JOB:
Reproduce the line that contains "For the courtyard" and every line after it through the end of the records, exactly, with nothing added.

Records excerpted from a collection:
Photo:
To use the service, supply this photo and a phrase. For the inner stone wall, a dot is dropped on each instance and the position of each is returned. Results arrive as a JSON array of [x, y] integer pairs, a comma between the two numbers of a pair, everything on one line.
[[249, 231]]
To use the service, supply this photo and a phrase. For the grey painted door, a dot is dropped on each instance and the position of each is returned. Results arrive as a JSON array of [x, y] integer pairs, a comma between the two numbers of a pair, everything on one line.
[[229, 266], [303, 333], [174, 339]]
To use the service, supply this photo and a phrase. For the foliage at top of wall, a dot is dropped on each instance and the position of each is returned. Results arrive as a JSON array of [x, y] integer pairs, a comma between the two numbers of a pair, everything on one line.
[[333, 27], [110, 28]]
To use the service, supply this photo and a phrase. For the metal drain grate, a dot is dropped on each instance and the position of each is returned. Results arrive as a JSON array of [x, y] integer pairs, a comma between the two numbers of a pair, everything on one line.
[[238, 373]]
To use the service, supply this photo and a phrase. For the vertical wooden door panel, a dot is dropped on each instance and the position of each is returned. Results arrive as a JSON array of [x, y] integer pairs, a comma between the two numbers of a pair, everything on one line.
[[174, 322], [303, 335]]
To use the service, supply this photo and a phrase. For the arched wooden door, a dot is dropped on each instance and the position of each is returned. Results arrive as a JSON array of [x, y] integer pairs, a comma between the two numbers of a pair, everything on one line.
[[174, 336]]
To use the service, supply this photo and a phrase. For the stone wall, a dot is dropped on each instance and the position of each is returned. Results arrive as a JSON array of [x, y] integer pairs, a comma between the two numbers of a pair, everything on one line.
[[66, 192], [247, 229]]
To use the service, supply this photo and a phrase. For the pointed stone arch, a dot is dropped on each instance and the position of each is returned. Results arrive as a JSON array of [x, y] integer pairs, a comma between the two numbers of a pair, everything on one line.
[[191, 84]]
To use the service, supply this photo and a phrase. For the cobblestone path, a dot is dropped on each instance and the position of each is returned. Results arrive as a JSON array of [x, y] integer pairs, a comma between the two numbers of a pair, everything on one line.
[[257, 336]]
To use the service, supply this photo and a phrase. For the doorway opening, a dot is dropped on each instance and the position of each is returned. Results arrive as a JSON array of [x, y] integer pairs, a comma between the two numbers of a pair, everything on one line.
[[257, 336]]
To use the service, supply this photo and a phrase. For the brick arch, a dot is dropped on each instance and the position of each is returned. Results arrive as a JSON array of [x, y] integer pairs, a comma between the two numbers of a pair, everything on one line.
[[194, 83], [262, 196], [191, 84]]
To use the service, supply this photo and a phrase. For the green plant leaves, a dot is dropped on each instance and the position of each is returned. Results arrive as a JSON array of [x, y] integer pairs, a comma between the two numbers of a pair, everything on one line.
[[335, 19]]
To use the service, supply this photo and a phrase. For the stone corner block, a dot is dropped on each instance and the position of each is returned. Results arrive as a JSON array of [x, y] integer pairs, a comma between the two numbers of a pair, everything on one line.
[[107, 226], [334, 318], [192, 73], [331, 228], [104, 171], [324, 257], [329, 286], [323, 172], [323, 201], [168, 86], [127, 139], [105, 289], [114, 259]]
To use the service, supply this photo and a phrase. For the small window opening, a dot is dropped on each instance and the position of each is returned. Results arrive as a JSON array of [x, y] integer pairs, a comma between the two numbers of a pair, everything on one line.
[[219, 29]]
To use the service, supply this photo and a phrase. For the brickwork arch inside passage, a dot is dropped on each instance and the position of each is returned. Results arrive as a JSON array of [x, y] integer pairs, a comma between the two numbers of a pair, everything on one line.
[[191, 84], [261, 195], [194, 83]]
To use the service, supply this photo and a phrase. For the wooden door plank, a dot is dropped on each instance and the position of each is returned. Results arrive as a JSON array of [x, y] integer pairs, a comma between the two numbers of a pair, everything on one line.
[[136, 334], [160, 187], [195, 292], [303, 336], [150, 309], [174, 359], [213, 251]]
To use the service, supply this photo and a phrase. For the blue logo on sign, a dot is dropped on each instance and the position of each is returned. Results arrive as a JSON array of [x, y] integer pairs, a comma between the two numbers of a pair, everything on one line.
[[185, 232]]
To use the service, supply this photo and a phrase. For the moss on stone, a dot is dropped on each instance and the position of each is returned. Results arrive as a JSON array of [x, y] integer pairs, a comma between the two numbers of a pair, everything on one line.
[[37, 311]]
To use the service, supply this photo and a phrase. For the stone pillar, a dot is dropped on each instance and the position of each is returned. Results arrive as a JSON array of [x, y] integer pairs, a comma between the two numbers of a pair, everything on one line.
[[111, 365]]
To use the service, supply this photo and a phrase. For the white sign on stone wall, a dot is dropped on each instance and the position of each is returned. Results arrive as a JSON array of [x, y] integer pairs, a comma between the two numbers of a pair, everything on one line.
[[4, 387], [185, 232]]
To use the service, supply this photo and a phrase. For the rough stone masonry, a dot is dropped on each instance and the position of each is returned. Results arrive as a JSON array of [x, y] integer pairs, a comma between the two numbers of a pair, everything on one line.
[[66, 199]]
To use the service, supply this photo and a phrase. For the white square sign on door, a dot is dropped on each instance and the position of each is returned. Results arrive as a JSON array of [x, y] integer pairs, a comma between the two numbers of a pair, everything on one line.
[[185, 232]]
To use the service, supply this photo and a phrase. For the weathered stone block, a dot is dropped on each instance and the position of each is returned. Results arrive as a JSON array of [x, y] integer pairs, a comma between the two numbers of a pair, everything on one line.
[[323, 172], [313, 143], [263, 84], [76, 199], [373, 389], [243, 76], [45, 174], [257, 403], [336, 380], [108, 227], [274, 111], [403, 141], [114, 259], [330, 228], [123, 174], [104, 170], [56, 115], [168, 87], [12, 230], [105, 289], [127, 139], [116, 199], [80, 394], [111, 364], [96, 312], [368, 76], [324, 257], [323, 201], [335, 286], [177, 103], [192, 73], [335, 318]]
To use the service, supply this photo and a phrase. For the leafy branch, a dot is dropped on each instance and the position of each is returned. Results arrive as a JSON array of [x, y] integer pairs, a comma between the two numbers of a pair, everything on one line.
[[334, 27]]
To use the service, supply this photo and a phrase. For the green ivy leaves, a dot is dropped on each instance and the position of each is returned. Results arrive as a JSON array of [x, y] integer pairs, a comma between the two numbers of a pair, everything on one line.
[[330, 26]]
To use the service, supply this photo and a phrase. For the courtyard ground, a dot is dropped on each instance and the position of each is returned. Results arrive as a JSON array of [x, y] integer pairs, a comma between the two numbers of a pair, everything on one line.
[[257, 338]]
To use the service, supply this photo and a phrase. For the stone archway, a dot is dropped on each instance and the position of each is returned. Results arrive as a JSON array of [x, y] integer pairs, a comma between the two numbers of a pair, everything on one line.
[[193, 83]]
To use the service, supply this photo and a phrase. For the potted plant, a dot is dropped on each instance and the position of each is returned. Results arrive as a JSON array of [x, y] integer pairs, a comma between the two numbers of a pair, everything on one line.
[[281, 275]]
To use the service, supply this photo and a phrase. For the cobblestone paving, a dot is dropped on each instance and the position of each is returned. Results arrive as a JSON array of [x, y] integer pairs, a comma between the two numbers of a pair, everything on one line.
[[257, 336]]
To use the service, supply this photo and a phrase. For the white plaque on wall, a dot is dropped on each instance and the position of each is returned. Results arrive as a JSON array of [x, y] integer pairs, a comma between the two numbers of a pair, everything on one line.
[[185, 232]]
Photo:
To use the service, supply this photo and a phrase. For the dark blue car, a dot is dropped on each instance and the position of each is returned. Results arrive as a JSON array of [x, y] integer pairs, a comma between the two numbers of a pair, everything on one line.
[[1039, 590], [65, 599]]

PROBLEM SOLUTION:
To use the service, supply this photo and a phrase. For the courtyard ground, a dot is dropped on each instance and the position of each is returned. Results arrive as a JSON array of [x, y] integer pairs, a comma between the two numbers of a pair, everything on one line.
[[257, 338]]
To use the service, supply this photo and a phrase. For the stone archway, a dot is dropped on each instance and the position of each is returned. Results arrive as a JSON array of [x, y] integer pairs, a comma between the two numbers of a pair, everything on one line.
[[193, 83]]
To use the service, supply this photo and a phrase. For the potted plant, a dot is dropped on each instance and the position of each is returned. Results arrive as a JSON array of [x, y] integer pairs, a comma between the two numbers of a pair, everything on one line.
[[281, 275]]
To use the service, supply this photo and a phrase. For the cobblestone paving, a dot is dropped on each instance and the position of each is returned. Results arrive as a JSON array of [x, y] integer pairs, a comma between the two numbers of a pair, everything on one line.
[[257, 336]]
To use the service, supply this photo and a phrase. For the white plaque on wall, a dot is dropped on each instance and the position of each is returned. Results arrive as a JSON array of [x, y] integer pairs, a comma between the two numbers of a pair, everything on one line.
[[185, 232]]
Photo:
To use the service, supply this photo and a phrase. For the dark blue car, a dot is dropped on each instance and the position of each is returned. Results arrive as a JSON array of [x, y] integer pairs, a comma between the two numbers of a pair, everything on one line.
[[1039, 590], [65, 599]]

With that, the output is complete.